GOAL OF THE EXERCISE => The answer is an exact repeat of the entries below, with the pictures omitted.

PROVIDED RECORDS =>
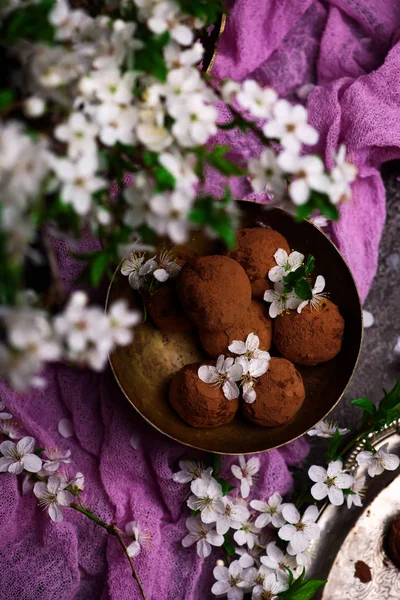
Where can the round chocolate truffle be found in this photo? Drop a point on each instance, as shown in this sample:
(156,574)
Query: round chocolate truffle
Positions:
(165,309)
(280,395)
(214,291)
(255,249)
(312,337)
(254,320)
(200,404)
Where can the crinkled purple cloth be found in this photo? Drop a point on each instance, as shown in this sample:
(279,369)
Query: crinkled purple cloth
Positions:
(348,48)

ANSWER SPACE =>
Where can the round chocolate truffle be found in this photo? Drop a point on each instance, as shown in this sample:
(156,574)
Query: round chocolate truffle
Positions:
(165,309)
(280,395)
(214,291)
(255,249)
(312,337)
(254,320)
(200,404)
Where can the crinkled purple cloth be found in this photo? Drop a point on each instance, as shown in this sample:
(279,369)
Query: crinkled purple cloth
Positions:
(348,48)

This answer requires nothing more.